Task statement:
Rewrite the stretch of the material below, from the line containing "Expected output, for every instance of the wooden rail, the" through the end of the material, as a numbered list, leaving out any blank lines.

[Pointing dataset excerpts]
* Begin *

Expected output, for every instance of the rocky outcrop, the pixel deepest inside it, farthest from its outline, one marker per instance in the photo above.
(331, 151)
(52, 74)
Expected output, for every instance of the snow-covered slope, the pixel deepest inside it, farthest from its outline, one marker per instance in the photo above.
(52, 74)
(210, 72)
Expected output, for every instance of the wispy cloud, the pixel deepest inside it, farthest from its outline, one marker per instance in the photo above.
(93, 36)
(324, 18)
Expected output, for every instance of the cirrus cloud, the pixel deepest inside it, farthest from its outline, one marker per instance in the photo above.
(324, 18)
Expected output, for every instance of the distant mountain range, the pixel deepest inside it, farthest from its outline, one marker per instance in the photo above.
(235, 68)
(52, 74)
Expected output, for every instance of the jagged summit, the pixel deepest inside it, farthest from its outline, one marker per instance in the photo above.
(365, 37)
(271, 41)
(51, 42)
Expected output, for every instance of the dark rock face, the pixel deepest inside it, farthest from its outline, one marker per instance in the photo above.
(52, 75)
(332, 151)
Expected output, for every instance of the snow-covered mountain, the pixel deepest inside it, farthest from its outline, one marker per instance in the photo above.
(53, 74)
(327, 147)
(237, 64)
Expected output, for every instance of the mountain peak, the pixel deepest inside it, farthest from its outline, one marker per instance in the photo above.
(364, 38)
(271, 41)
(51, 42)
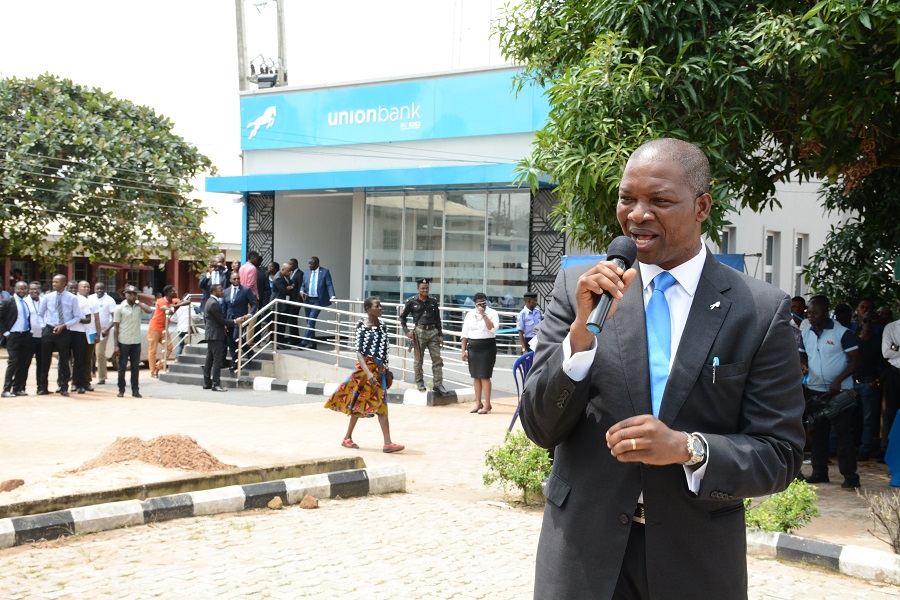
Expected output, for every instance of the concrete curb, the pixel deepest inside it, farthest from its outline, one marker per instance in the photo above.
(854, 561)
(395, 396)
(384, 479)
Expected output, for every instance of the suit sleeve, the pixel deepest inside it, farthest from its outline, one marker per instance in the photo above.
(329, 284)
(553, 404)
(4, 309)
(765, 453)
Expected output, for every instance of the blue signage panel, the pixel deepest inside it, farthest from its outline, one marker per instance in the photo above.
(446, 107)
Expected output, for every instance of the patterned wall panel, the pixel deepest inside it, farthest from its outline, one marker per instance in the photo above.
(261, 225)
(547, 247)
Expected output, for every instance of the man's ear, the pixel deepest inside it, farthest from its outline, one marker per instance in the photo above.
(702, 206)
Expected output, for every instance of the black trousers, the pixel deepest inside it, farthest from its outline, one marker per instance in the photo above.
(129, 353)
(821, 431)
(59, 343)
(891, 402)
(213, 366)
(18, 346)
(632, 583)
(312, 314)
(78, 345)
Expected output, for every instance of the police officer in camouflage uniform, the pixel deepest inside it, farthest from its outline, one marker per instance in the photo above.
(427, 333)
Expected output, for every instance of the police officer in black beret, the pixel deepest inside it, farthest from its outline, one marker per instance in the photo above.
(426, 334)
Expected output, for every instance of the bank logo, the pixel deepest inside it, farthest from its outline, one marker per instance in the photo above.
(407, 116)
(267, 119)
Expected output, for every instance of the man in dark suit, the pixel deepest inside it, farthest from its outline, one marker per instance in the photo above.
(318, 290)
(286, 286)
(215, 274)
(657, 443)
(15, 326)
(215, 339)
(239, 301)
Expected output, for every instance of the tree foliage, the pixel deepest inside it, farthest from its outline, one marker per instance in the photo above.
(857, 258)
(82, 170)
(771, 91)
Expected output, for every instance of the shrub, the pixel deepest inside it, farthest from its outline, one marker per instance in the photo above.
(885, 511)
(519, 463)
(785, 511)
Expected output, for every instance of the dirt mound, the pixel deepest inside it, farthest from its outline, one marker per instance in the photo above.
(169, 451)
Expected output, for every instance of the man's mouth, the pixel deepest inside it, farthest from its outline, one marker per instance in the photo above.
(642, 238)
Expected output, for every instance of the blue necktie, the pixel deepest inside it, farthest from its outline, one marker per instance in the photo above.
(659, 338)
(26, 312)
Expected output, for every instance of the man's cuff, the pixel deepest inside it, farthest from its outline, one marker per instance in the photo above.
(577, 366)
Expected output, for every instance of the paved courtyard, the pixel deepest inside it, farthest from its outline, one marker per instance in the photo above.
(448, 537)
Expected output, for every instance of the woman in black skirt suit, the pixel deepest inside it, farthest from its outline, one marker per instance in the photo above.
(479, 346)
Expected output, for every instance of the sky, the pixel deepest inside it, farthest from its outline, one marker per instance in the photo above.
(179, 57)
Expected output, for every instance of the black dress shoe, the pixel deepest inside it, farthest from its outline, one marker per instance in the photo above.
(817, 479)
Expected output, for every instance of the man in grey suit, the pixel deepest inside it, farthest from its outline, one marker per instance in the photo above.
(661, 429)
(215, 339)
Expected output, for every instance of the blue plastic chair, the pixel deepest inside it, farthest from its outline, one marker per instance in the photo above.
(520, 370)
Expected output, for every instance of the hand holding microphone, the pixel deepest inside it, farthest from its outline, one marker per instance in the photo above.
(623, 252)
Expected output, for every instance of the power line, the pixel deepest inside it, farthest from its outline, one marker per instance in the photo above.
(76, 179)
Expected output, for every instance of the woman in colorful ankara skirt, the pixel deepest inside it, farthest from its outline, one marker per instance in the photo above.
(364, 392)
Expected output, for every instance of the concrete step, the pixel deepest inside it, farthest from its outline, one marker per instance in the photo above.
(196, 379)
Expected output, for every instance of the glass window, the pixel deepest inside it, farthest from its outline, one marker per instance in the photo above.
(423, 236)
(463, 241)
(384, 221)
(507, 255)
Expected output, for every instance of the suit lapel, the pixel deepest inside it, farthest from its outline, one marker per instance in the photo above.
(703, 324)
(630, 330)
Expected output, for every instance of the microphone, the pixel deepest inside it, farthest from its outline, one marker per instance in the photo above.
(623, 252)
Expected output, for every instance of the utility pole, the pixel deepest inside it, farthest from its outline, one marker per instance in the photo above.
(242, 46)
(282, 49)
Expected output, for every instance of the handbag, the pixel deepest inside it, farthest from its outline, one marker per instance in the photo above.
(830, 406)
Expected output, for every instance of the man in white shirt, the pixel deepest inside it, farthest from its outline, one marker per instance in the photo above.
(106, 308)
(890, 348)
(84, 334)
(687, 402)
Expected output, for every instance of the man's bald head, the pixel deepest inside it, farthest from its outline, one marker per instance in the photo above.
(691, 159)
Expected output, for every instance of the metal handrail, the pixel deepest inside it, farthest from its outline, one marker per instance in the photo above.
(339, 325)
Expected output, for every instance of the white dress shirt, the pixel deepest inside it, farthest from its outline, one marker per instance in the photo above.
(679, 297)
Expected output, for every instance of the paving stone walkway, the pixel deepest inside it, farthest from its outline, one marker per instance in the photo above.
(395, 546)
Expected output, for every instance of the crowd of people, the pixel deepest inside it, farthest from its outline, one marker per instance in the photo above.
(850, 383)
(75, 324)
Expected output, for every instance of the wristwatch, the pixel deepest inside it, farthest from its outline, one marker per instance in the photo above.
(695, 448)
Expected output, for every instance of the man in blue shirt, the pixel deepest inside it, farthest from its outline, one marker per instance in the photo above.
(528, 318)
(829, 355)
(59, 310)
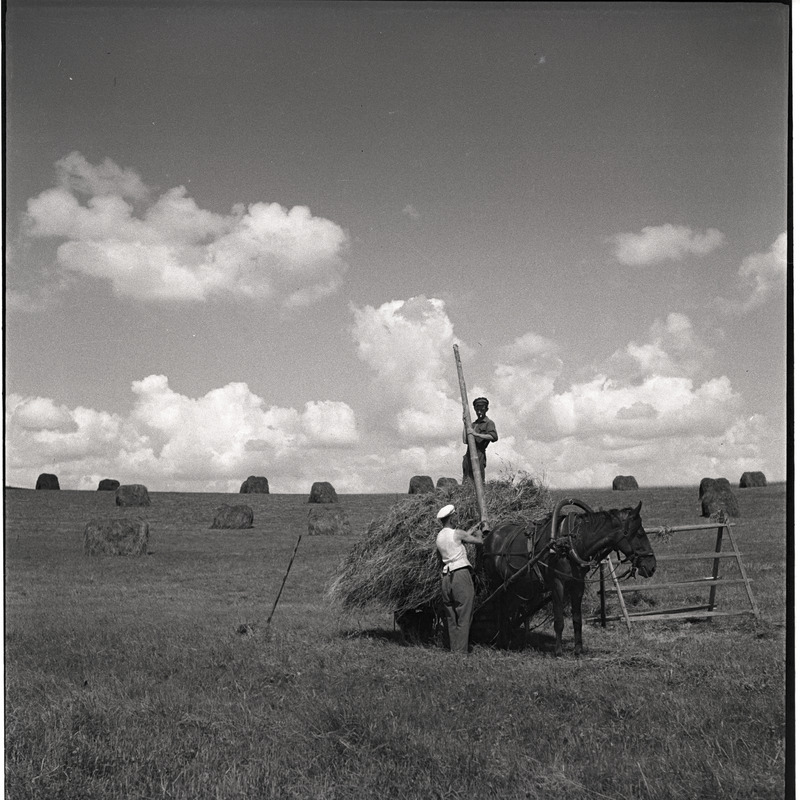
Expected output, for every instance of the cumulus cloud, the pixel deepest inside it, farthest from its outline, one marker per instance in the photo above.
(405, 343)
(211, 441)
(171, 249)
(761, 276)
(654, 245)
(673, 349)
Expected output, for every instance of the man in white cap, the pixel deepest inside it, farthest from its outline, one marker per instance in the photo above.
(458, 592)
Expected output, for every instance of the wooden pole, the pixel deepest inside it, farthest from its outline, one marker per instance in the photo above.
(283, 583)
(473, 448)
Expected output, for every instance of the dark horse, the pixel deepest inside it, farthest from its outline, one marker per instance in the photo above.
(525, 569)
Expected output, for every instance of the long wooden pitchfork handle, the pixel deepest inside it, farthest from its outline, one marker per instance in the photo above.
(283, 583)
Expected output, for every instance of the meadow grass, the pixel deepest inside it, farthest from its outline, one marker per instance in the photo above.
(156, 676)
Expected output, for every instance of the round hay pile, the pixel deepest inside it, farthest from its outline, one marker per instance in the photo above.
(233, 517)
(322, 492)
(395, 564)
(718, 498)
(255, 484)
(132, 494)
(326, 521)
(421, 484)
(624, 483)
(47, 481)
(751, 480)
(116, 537)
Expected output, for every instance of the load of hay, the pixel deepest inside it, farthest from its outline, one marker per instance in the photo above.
(323, 492)
(395, 565)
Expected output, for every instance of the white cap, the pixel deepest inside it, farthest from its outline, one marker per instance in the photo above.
(445, 512)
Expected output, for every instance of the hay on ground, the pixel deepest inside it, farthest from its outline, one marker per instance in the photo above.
(233, 517)
(328, 520)
(116, 537)
(322, 492)
(395, 565)
(132, 494)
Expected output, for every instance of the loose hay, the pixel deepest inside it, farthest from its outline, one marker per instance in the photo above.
(395, 565)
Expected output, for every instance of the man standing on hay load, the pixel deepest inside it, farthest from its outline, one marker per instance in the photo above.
(458, 591)
(485, 433)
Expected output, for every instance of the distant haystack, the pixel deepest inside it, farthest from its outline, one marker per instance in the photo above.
(116, 537)
(718, 498)
(421, 484)
(132, 494)
(233, 517)
(322, 492)
(255, 485)
(704, 484)
(328, 520)
(47, 481)
(752, 480)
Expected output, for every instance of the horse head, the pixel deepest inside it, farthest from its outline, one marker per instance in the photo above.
(634, 544)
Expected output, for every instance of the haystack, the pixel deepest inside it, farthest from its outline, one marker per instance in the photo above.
(255, 484)
(421, 484)
(704, 484)
(751, 480)
(718, 498)
(328, 520)
(322, 492)
(233, 517)
(132, 494)
(395, 565)
(47, 481)
(116, 537)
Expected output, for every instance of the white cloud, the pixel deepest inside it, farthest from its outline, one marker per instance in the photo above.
(170, 249)
(665, 243)
(171, 441)
(761, 277)
(406, 342)
(673, 349)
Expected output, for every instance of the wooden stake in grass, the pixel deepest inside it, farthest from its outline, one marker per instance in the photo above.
(473, 449)
(283, 582)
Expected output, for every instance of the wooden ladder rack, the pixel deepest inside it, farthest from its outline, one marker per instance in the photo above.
(706, 610)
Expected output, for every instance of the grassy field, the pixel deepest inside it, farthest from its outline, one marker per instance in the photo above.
(156, 677)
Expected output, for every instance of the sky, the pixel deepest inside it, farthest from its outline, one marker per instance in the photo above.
(242, 239)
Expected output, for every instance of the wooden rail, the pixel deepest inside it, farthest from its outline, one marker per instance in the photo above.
(705, 611)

* End *

Answer in full:
1. Expected output, for every instance of the wooden rail, the pixel deepest inside it, farthest from its outline, one marker per instance in the photo above.
2. (705, 611)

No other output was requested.